> [Aim]:
Copy out every line of the records below verbatim, from the first to the last.

> [Extracted data]:
## start
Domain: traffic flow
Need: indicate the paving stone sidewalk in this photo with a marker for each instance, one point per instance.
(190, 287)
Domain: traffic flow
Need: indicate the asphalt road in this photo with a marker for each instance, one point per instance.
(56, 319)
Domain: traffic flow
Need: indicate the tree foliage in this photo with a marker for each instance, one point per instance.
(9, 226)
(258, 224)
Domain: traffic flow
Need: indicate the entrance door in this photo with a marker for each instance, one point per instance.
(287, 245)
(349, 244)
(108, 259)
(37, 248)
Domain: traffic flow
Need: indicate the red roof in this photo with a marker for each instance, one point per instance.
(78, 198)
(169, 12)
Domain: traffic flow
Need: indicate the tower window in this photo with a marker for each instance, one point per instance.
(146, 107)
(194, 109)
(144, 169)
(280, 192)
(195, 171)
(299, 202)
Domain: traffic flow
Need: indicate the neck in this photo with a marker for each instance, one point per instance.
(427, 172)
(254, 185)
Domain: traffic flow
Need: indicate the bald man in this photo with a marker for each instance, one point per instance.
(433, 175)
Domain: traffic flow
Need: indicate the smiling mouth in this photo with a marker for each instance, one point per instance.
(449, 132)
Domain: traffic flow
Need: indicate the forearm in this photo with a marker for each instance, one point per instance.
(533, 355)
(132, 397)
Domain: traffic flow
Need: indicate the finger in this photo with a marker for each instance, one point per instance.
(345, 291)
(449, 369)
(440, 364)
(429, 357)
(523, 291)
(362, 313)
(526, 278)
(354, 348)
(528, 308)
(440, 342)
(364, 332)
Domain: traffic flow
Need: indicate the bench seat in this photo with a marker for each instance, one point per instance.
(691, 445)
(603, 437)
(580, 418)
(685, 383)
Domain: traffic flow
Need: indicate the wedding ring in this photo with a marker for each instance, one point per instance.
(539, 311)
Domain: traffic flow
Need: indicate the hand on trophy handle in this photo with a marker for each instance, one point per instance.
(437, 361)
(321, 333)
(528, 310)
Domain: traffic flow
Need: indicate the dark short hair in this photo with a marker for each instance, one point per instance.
## end
> [Output for this task]:
Domain: traffic flow
Need: indicate the paving stone sidewalk in this photo with a marker for each instance, one point per instance.
(190, 287)
Domain: traffic flow
Need: indicate the asphalt road in this photo with a marker for each instance, one point per instance.
(56, 319)
Domain: traffic flow
Need: indicate the tree foliage in this photo with a marker for each instance, one point per instance.
(9, 226)
(258, 224)
Domain: traffic flow
Need: indicate the entrance door in this photo with a marker for each instance, one point per instance.
(287, 245)
(349, 244)
(108, 259)
(37, 248)
Domain: traffic flow
Need: indicate the red roof in this photo with a marker for each instance, one point per instance.
(78, 198)
(169, 12)
Domain: traffic flow
Need: indicate the tower window in this photo with a marker for each instance, one point per instance.
(146, 107)
(194, 109)
(144, 169)
(280, 192)
(195, 171)
(299, 202)
Domain: traffic flow
Need: indicate the neck in this photo with a marker for each instance, one point per instance.
(427, 172)
(254, 185)
Domain: traffic flow
Need: indicate the bald man in this photo with a marker for each instance, one point per instance.
(433, 175)
Domain: traffic flow
Need: indicate the smiling mouth in this photo with a marker for each instance, one point per instance.
(449, 132)
Domain: traffic flow
Need: indicate the forearm in this photo with a marker for each instance, one point per instance.
(533, 355)
(132, 397)
Domain: traffic flow
Need: indicate the finger in this photo with a marker for each instance, one point per instance.
(345, 291)
(449, 369)
(440, 364)
(429, 357)
(523, 291)
(362, 313)
(526, 278)
(354, 348)
(528, 308)
(440, 342)
(364, 332)
Domain: traffic flow
Need: indicate the bench seat in this photo with a marker for each instance, one point per instance.
(691, 445)
(603, 437)
(580, 418)
(685, 383)
Domain: traffic flow
Need: indicate the wedding ring in this photo with a marker for each instance, one point per instance.
(539, 311)
Domain: traffic flow
Need: indicate the hand on trophy handle in this photo with a marker for each instance, one point per instance.
(437, 361)
(321, 333)
(528, 310)
Domain: traffic flow
Need: indicate the dark short hair in this photo with a marker for each instance, one point per instance.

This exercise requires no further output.